Answer these questions from the Can-SINE abstract below:
(a) What class of transposable element are SINEs?
(b) Whose whole-genome sequences does the abstract name as published?
(c) What does the abstract expect to play an increasingly large role in mammalian comparative genomics?
**** Text
Carnivore-specific SINEs (Can-SINEs): distribution, evolution, and genomic impact

Abstract

Short interspersed nuclear elements (SINEs) are a type of class 1 transposable element (retrotransposon) with features that allow investigators to resolve evolutionary relationships between populations and species while providing insight into genome composition and function. Characterization of a Carnivora-specific SINE family, Can-SINEs, has, has aided comparative genomic studies by providing rare genomic changes, and neutral sequence variants often needed to resolve difficult evolutionary questions. In addition, Can-SINEs constitute a significant source of functional diversity with Carnivora. Publication of the whole-genome sequence of domestic dog, domestic cat, and giant panda serves as a valuable resource in comparative genomic inferences gleaned from Can-SINEs. In anticipation of forthcoming studies bolstered by new genomic data, this review describes the discovery and characterization of Can-SINE motifs as well as describes composition, distribution, and effect on genome function. As the contribution of noncoding sequences to genomic diversity becomes more apparent, SINEs and other transposable elements will play an increasingly large role in mammalian comparative genomics.
********
**** Data extracts
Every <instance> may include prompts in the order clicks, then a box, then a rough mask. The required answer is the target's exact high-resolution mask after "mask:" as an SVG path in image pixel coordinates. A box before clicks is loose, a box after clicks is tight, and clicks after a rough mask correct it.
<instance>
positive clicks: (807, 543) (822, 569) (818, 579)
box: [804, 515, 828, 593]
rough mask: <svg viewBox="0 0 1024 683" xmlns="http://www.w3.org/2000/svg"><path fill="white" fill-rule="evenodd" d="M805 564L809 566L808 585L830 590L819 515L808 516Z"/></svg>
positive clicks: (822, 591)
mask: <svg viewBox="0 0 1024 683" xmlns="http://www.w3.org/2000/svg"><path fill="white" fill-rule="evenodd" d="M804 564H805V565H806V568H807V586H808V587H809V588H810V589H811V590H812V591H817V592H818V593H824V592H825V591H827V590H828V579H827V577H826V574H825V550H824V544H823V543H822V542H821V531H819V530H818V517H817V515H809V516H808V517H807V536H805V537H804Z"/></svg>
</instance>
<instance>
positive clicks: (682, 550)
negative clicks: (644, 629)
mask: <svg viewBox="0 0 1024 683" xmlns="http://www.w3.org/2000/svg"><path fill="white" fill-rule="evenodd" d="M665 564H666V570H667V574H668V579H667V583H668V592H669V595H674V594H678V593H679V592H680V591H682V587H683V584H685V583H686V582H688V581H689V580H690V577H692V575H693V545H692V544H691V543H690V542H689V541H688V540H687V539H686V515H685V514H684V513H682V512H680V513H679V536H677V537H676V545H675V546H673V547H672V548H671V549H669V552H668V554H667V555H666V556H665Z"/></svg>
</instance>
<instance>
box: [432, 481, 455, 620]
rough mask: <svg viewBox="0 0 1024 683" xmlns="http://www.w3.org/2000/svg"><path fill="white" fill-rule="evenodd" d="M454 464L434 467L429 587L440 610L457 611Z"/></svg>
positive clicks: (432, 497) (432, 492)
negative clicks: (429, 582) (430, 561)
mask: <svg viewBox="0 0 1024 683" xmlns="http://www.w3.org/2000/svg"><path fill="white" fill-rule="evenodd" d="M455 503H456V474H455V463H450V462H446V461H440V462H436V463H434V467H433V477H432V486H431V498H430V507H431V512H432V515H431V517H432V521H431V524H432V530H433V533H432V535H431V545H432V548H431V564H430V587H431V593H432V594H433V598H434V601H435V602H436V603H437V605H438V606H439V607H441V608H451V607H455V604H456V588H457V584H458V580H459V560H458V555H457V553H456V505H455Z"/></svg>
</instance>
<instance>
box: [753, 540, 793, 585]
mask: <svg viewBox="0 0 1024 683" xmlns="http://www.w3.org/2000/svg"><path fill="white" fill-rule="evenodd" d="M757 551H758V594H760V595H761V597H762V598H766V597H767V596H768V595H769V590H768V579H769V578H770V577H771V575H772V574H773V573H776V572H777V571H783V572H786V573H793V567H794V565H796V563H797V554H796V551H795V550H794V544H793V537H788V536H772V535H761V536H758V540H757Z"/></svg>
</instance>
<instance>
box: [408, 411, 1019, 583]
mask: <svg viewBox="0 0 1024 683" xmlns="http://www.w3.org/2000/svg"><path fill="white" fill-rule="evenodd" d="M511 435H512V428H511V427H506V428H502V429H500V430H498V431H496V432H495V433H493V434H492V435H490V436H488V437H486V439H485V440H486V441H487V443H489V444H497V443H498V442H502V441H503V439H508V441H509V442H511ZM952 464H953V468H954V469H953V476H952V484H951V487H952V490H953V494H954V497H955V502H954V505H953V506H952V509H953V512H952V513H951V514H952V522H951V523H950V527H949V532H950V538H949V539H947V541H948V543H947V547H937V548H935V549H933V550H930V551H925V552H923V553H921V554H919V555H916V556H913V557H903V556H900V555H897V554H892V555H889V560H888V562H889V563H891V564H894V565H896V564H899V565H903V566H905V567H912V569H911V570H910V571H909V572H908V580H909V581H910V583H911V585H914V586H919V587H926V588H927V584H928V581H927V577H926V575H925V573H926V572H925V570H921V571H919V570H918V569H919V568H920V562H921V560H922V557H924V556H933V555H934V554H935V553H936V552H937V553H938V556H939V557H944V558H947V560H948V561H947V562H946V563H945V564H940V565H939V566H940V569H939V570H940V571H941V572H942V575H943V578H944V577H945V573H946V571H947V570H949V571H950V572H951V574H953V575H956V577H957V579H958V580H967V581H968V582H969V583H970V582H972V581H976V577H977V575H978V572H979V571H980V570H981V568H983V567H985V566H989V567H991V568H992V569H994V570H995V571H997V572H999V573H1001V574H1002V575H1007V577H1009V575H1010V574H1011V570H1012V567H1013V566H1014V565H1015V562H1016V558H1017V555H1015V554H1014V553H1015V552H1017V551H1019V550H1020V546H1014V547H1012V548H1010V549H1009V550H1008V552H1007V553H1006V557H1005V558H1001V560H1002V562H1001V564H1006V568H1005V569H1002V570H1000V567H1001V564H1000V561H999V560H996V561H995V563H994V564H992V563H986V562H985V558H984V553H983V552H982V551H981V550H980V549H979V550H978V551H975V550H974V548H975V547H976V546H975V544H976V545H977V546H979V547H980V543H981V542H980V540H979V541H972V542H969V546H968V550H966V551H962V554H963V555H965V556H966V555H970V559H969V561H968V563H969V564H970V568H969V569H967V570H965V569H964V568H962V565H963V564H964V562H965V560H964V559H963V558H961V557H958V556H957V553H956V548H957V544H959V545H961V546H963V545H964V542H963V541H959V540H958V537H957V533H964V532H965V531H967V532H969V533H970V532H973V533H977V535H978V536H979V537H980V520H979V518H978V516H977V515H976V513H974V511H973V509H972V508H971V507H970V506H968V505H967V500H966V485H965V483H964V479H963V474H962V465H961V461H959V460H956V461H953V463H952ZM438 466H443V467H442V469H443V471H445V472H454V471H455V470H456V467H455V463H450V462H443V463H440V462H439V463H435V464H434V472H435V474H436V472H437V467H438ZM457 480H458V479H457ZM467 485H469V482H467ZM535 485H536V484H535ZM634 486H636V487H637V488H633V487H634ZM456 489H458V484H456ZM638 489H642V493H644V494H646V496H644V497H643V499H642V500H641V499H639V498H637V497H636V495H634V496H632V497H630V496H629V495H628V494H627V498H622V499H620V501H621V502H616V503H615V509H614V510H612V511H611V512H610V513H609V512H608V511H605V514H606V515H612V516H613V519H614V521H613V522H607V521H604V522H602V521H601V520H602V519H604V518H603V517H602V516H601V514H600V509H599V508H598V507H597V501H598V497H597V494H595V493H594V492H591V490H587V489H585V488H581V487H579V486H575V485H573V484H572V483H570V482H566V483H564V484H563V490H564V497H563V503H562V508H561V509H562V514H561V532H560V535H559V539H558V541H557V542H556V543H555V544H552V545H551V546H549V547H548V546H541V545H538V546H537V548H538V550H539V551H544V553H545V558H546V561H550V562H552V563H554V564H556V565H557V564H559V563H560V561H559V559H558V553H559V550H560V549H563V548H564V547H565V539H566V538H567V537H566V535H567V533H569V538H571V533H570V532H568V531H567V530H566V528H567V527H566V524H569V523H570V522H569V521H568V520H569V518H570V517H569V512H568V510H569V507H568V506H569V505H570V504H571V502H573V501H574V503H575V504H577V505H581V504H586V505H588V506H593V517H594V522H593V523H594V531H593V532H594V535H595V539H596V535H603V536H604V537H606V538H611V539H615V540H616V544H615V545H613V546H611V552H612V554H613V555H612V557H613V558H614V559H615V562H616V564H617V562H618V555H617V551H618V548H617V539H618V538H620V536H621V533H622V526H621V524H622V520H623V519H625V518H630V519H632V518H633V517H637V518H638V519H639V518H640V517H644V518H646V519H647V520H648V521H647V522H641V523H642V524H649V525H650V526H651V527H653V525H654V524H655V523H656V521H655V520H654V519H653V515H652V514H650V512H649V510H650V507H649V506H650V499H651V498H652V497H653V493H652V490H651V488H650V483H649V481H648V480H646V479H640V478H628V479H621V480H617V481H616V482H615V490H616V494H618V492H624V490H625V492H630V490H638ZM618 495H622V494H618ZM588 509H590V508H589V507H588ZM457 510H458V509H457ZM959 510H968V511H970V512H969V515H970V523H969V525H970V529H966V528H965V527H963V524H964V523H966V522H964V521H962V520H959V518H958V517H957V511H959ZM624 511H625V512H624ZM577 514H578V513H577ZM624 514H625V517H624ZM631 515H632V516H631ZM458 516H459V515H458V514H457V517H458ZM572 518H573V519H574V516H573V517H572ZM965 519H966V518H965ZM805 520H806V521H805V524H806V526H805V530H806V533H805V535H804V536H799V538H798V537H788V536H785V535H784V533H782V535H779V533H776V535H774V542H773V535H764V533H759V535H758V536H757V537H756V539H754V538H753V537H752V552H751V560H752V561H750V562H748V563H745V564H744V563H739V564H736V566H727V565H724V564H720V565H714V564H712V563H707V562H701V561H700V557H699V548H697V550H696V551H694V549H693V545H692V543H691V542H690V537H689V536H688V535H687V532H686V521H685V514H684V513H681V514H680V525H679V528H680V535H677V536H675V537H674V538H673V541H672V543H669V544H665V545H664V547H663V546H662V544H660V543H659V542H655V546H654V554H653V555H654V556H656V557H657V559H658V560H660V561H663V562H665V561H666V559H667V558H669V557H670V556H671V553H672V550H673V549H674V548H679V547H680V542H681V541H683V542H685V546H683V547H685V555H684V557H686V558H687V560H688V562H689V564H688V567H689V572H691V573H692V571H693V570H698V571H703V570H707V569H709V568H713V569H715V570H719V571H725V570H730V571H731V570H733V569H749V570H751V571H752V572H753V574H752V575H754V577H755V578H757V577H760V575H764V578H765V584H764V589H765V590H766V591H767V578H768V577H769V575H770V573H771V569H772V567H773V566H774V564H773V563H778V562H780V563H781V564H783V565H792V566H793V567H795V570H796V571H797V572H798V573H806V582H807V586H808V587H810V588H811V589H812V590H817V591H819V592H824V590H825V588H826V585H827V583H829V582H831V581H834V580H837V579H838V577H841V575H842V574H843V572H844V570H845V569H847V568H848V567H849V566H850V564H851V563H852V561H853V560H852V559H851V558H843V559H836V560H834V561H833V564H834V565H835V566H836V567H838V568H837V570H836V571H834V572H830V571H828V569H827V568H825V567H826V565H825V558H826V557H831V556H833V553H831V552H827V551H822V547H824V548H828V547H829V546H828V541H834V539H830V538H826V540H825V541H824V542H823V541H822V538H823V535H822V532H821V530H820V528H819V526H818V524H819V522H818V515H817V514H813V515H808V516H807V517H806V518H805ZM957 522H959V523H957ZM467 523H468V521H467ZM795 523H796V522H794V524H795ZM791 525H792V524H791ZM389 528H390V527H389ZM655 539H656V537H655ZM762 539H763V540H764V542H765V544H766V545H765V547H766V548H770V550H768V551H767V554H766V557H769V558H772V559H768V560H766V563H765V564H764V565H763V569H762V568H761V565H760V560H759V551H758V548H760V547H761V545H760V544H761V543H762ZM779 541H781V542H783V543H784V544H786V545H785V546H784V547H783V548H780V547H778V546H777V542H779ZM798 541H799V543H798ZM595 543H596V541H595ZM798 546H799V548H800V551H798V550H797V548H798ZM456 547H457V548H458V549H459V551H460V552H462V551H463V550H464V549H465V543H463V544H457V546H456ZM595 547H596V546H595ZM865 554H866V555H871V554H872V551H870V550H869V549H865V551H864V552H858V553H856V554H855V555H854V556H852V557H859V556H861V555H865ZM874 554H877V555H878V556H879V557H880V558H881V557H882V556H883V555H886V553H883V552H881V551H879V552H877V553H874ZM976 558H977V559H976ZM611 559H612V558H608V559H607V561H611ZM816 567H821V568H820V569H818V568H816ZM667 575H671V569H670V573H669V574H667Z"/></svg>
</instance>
********
▶ **Answer box**:
(a) Class 1 (retrotransposons).
(b) The domestic dog, the domestic cat, and the giant panda.
(c) SINEs and other transposable elements.